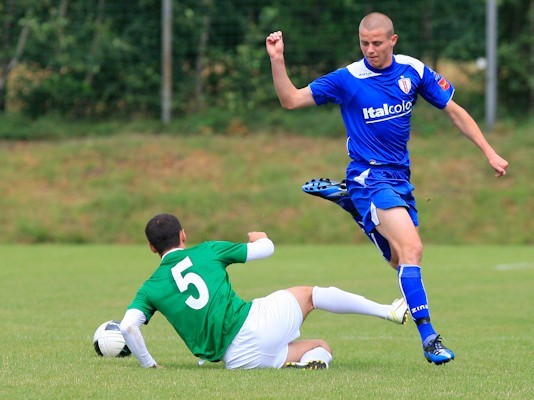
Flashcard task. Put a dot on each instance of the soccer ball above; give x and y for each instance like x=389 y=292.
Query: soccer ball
x=108 y=340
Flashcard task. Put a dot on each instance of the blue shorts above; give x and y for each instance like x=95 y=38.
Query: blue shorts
x=379 y=187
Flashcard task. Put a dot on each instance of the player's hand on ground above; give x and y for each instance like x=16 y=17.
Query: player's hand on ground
x=253 y=236
x=275 y=44
x=499 y=165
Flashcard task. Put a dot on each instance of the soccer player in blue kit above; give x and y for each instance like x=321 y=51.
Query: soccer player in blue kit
x=376 y=96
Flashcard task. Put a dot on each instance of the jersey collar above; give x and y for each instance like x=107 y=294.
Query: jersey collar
x=169 y=252
x=383 y=70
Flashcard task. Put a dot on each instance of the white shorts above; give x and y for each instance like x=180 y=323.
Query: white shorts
x=273 y=322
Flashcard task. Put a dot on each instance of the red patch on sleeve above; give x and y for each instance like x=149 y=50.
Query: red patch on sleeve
x=444 y=84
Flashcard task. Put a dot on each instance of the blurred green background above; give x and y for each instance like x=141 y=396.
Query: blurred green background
x=84 y=156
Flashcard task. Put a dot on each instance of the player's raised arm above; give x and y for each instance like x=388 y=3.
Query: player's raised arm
x=467 y=125
x=131 y=331
x=259 y=246
x=290 y=97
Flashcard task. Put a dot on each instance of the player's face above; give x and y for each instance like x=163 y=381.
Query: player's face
x=377 y=47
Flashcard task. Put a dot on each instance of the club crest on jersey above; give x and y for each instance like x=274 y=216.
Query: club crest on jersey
x=444 y=84
x=405 y=84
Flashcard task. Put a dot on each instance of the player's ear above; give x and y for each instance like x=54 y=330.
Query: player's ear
x=183 y=238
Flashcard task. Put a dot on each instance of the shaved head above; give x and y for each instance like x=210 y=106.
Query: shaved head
x=376 y=21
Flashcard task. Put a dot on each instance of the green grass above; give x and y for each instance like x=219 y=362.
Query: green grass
x=102 y=189
x=55 y=296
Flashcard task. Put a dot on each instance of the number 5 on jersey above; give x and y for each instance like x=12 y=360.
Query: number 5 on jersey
x=190 y=278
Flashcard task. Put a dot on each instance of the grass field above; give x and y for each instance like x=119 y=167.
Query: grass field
x=54 y=297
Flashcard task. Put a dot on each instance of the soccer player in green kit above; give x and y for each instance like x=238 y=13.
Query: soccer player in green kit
x=192 y=289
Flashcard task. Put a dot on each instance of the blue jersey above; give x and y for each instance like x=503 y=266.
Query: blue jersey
x=376 y=105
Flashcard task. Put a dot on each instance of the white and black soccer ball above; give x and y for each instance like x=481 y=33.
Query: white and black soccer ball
x=108 y=340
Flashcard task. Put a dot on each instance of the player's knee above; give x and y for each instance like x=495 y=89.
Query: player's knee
x=412 y=253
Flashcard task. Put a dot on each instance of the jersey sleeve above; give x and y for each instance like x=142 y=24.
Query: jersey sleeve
x=229 y=252
x=326 y=89
x=142 y=303
x=435 y=89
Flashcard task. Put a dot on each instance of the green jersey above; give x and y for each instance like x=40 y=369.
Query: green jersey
x=191 y=288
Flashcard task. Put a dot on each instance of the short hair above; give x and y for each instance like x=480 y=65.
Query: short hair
x=163 y=232
x=376 y=20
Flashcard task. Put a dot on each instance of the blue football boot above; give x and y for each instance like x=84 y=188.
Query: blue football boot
x=436 y=353
x=331 y=190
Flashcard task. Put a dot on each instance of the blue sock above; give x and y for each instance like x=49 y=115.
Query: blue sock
x=411 y=284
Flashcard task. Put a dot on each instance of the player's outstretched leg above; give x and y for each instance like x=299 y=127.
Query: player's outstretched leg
x=332 y=190
x=336 y=192
x=411 y=285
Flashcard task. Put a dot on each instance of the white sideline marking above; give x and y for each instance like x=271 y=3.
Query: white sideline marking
x=509 y=267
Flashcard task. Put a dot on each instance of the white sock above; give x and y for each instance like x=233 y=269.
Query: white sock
x=317 y=354
x=338 y=301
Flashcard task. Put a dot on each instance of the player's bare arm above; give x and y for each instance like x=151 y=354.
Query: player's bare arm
x=259 y=246
x=290 y=97
x=467 y=125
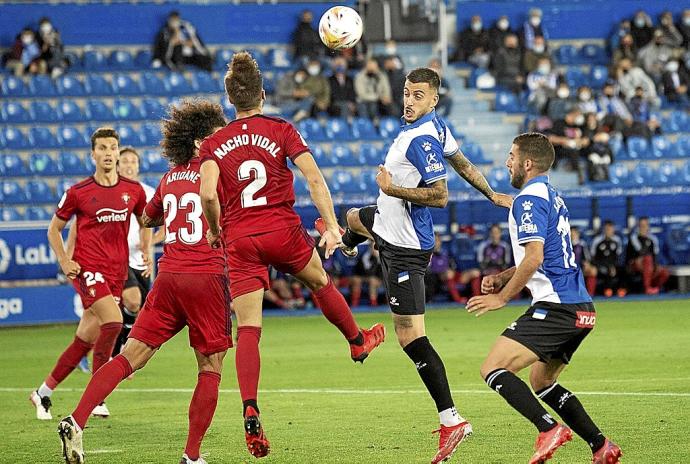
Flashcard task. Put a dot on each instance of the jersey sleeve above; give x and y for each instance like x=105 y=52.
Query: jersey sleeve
x=531 y=213
x=426 y=154
x=293 y=143
x=67 y=205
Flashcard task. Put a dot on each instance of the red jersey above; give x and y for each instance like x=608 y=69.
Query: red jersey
x=186 y=249
x=252 y=155
x=103 y=216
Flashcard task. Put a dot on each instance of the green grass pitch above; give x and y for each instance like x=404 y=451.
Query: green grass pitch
x=632 y=374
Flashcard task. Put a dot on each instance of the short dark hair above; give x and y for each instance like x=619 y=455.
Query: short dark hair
x=243 y=82
x=536 y=147
x=103 y=133
x=427 y=75
x=186 y=122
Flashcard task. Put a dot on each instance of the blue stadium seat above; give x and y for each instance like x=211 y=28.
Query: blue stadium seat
x=42 y=111
x=71 y=137
x=178 y=85
x=98 y=110
x=94 y=60
x=619 y=174
x=38 y=191
x=69 y=111
x=10 y=214
x=36 y=213
x=143 y=59
x=638 y=148
x=13 y=87
x=364 y=129
x=42 y=86
x=70 y=86
x=151 y=84
x=96 y=84
x=11 y=165
x=152 y=108
x=15 y=139
x=120 y=60
x=126 y=110
x=42 y=164
x=12 y=193
x=43 y=137
x=389 y=127
x=71 y=164
x=123 y=84
x=14 y=113
x=311 y=130
x=338 y=129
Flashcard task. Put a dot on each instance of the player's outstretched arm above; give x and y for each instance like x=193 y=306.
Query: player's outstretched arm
x=435 y=195
x=476 y=179
x=69 y=267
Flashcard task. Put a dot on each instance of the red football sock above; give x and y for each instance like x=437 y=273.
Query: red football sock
x=201 y=410
x=67 y=361
x=103 y=347
x=102 y=384
x=248 y=361
x=336 y=310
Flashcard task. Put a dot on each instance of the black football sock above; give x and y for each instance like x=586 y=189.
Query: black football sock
x=351 y=239
x=430 y=368
x=573 y=413
x=520 y=397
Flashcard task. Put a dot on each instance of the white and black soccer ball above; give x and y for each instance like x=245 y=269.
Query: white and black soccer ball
x=340 y=27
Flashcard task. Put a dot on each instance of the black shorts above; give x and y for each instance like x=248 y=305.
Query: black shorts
x=402 y=269
x=135 y=278
x=552 y=330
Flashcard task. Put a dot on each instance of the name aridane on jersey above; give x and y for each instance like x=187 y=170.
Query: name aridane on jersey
x=414 y=160
x=540 y=214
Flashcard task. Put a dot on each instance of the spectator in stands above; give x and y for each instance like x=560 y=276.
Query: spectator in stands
x=675 y=82
x=445 y=97
x=568 y=141
x=684 y=27
x=626 y=49
x=342 y=90
x=534 y=56
x=493 y=254
x=532 y=28
x=507 y=65
x=25 y=55
x=368 y=268
x=396 y=77
x=498 y=33
x=541 y=84
x=641 y=29
x=653 y=56
x=606 y=251
x=560 y=104
x=52 y=50
x=305 y=39
x=473 y=44
x=178 y=44
x=642 y=256
x=583 y=258
x=373 y=91
x=671 y=36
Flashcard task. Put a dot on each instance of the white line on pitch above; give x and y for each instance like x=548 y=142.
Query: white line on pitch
x=334 y=391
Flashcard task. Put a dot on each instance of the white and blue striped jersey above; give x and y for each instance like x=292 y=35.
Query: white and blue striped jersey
x=540 y=214
x=414 y=160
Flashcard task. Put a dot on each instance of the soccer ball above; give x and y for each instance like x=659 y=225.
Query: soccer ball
x=340 y=27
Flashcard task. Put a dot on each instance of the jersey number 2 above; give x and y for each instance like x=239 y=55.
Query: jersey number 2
x=259 y=182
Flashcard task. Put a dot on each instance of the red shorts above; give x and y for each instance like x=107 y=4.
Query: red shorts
x=287 y=250
x=198 y=301
x=92 y=286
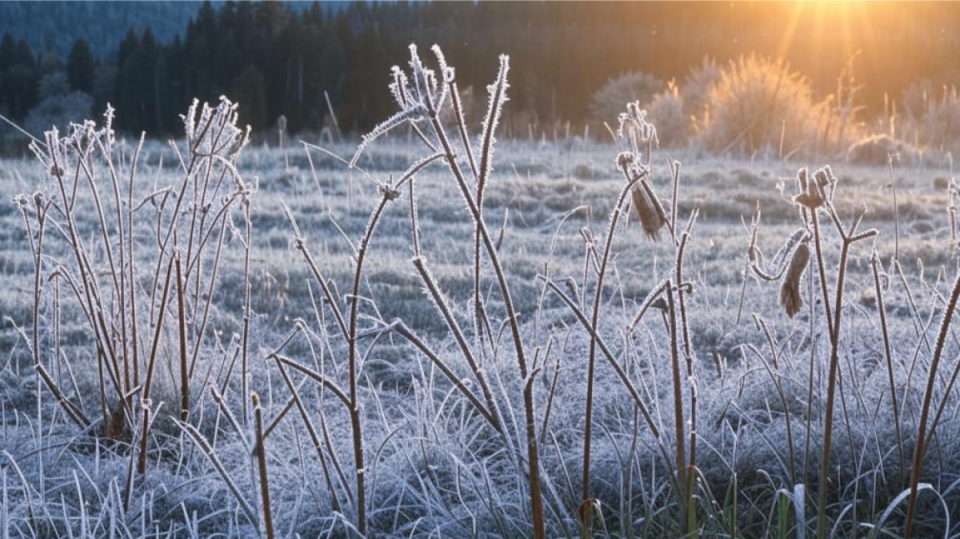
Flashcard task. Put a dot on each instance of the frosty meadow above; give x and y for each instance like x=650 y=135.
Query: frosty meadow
x=213 y=339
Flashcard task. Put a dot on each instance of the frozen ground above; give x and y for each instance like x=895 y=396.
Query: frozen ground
x=433 y=468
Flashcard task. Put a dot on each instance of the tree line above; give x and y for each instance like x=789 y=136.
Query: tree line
x=276 y=60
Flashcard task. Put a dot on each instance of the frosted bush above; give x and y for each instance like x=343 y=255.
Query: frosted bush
x=667 y=112
x=607 y=103
x=754 y=101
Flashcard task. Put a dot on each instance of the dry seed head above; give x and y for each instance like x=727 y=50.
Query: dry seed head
x=790 y=298
x=651 y=219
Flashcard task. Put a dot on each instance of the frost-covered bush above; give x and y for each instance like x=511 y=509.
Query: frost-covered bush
x=753 y=103
x=607 y=103
x=697 y=85
x=667 y=112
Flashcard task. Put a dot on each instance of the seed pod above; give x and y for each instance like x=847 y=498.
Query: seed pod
x=651 y=214
x=790 y=298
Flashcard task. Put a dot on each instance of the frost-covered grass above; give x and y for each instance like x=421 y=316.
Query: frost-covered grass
x=433 y=464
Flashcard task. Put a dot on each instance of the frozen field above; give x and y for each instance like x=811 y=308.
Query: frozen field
x=433 y=466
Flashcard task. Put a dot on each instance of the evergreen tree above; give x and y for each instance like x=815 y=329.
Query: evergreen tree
x=81 y=68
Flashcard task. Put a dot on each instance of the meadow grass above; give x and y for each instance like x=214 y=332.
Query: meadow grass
x=404 y=343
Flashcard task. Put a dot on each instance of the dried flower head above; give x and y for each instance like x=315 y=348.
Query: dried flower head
x=215 y=130
x=649 y=210
x=635 y=135
x=790 y=298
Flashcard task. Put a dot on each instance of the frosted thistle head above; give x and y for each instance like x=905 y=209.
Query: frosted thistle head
x=635 y=135
x=652 y=219
x=790 y=298
x=214 y=131
x=426 y=92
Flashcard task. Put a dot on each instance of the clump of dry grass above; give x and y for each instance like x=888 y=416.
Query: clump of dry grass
x=758 y=104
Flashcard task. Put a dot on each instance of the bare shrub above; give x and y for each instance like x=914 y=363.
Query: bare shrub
x=754 y=103
x=668 y=111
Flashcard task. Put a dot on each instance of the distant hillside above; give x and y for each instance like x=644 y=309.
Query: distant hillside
x=53 y=25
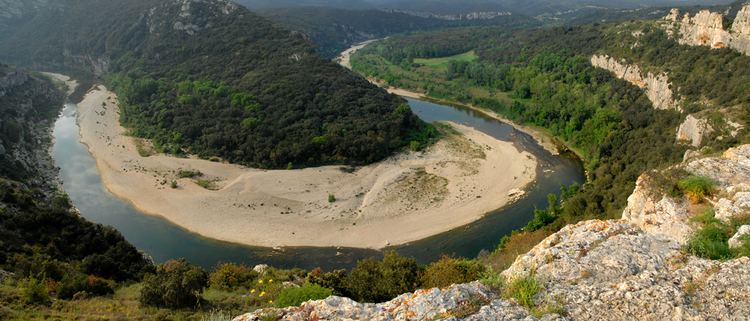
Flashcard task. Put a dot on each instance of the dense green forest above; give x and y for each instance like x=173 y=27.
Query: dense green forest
x=544 y=78
x=332 y=30
x=214 y=79
x=41 y=235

BRIEF
Format the stretch from the start of the records through the line containing "x=379 y=187" as a numbered list, skipping blank lines. Leave the pictures out of the answer.

TASK RESPONSE
1. Flashcard task. Put a dot on each instance of the soccer ball above; give x and y for each instance like x=389 y=292.
2. Query: soccer ball
3. x=108 y=340
4. Flashcard task. Put a dot on each instance of the blue shorts above; give x and y for each instance like x=95 y=38.
5. Query: blue shorts
6. x=379 y=187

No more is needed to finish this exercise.